### Exercise 1
Reproduce the entries from the line containing "of the person" through the last of the entries, both ends included and requests kept. Multiply every coordinate in the answers by 1.6 and round to whole numbers, rounding halves up. Give only those lines and leave out the pictures.

________________________

You will see that openSUSE nowadays uses the /dev/disk/by-id/ names to see that the correct partitions are mounted:

boven:~ # ls -l /dev/disk/by-id
lrwxrwxrwx 1 root root  9 Jul  5  2008 scsi-SATA_Hitachi_HDT7250_VFJ201R23XUEXW -> ../../sda
lrwxrwxrwx 1 root root 10 Jul  5  2008 scsi-SATA_Hitachi_HDT7250_VFJ201R23XUEXW-part1 -> ../../sda1
lrwxrwxrwx 1 root root 10 Jul  5  2008 scsi-SATA_Hitachi_HDT7250_VFJ201R23XUEXW-part2 -> ../../sda2
lrwxrwxrwx 1 root root 10 Jul  5  2008 scsi-SATA_Hitachi_HDT7250_VFJ201R23XUEXW-part3 -> ../../sda3
  ...
boven:~ # 

Filesystems Organisation (short: fs)

Now we have one or more partitions and we want to use them. A few programs, which make heavy use of disk I/O, can use raw partitions, but mostly we want to put data organised in directories/files, or use it for swap. For the usage as a filesystem (or swap) an empty filsystem must be created on the partition. Many people call this formatting, but in Unix/Linux you create or make a filesystem and the tool is mkfs. We will not go into details here, but what goes into an empty filesystem (inodes, etc.) depends on the filesystem type. A ReiserFS is different from an ext2 or ext3 fs. You have to choose, but the defaults are usually reasonable.

You do not need to call the mkfs of the fs type you want yourself. YaST wil do this for you.

What is important here is that Linux can not only access filesystem types that are designed for it, but also types that are used by MS/DOS ... Vista sytems like FAT and NTFS. But there are restrictions. FAT has restrictions on filename length. Neither FAT nor NTFS have the Unix/Linux permission bits and this means that sometimes access is restricted without proper handling (filesystem options at mount time).

________________________

### Exercise 2
Continue the passage on Linux partitions and filesystems from its last sentence.

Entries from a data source
________________________

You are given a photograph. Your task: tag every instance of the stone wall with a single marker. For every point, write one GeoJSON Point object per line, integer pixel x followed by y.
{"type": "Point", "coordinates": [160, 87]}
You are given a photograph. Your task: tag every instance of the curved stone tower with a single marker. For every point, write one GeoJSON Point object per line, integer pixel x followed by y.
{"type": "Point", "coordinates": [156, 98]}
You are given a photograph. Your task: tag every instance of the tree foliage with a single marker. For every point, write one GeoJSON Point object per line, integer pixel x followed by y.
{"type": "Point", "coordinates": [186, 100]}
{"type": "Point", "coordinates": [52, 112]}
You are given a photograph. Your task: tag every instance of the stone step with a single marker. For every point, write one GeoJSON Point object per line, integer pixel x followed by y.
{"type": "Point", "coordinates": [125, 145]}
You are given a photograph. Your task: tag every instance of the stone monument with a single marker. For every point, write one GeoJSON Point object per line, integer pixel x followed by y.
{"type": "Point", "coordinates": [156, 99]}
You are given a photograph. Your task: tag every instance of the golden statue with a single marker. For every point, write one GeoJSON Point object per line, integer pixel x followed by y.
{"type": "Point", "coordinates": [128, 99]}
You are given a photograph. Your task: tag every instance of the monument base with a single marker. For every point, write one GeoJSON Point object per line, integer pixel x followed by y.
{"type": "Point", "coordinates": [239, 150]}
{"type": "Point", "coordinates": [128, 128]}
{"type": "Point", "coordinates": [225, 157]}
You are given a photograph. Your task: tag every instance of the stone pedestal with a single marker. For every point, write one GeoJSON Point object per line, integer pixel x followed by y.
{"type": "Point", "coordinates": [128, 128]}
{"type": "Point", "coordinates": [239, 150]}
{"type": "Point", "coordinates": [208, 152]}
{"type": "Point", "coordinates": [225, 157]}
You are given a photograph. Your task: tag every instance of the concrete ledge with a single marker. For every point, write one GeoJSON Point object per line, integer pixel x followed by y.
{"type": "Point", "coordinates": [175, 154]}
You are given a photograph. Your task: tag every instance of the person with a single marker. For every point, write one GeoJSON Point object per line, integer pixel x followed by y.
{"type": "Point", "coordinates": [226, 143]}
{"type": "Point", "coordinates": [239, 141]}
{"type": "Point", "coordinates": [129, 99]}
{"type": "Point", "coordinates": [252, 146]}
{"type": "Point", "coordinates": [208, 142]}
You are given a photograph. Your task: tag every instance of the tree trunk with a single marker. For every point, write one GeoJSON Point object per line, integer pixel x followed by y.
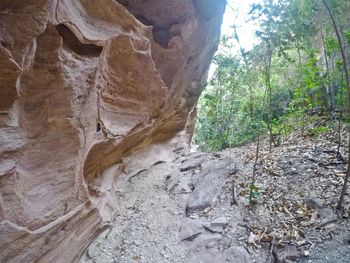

________________________

### Response 1
You are given a photograph. Your task: tag every instance of the person with a single marker. For every point, write one GeoJSON Point object per line, integer pixel x followed by y.
{"type": "Point", "coordinates": [362, 229]}
{"type": "Point", "coordinates": [382, 226]}
{"type": "Point", "coordinates": [206, 158]}
{"type": "Point", "coordinates": [403, 234]}
{"type": "Point", "coordinates": [333, 227]}
You are given a photograph. Your task: tag every instance of the tree trunk with a single marker. For every point, write one GeoJSON Point object per line, integer pixel x followed by y.

### Response 2
Before we start to use the partitions, first some explanation about the terminology and concepts used in Unix/Linux in this area.

Unix/Linux systems view all of the disk area as one hierarchic tree starting from the root (/). This is contrary to the MS/DOS .... Vista concept, in which every disk (partition) has it own hierarchic tree (starting at A:, B:, C:, D:, etc.) and, while some people regard the Unix approach as confusing, it does bring significant advantages in advanced operations.

A directory is a special type of file that holds the descriptions of other files. All directories are nodes in the hierarchic tree. From other OSs and from the desktop metaphor words like map and folder are also used by end users, but the Unix/Linux word is directory.

The root of the hierarchic tree is thus also a directory. It is called the root directory or short root. (This is the same word, but not the same entity as the root user). When used on its own, the root directory is written /.

The mount point is the place in the hierarchic tree where a filesystem is mounted. This point can be anywhere in the (already mounted) tree (no need to keep oneself restricted to mount points in /mount/ or /media/). It is a directory. Every directory can be used as a mount point. But be careful. When a directory already has files, the mounting of an fs on it will make these files unreachable! Only after unmounting they will be reachable again (they stay where they were and still occupy space on the disk).

Some system managers make use of this. When creating a mountpoint they will make a file in it with a useful name:

mkdir mountpoint
touch mountpoint/The-fs-is-not-mounted
mount /dev/... mountpoint
ls mountpoint

ls will now show the contents belonging to the mounted fs. When the fs is not mounted, the same ls will show the file The-fs-is-not-mounted.

Filesystems Hierarchy

There is a standard organisation for the filesystems on Linux (see reference Linux Filesystem Hierarchy), but this can be extended and manipulated.

A lot of mounting is done high in the hierarchy. e.g. On the highest level there can (and must) only be one:

  • / (this is mounted readonly very early in the startup sequence, otherwise no tools would be available, not even mount, and later it is re-mounted read/write)

One level down:

  • /home (very often a separate mount point)
  • /tmp
  • /bin (mounted over the network for a very small system)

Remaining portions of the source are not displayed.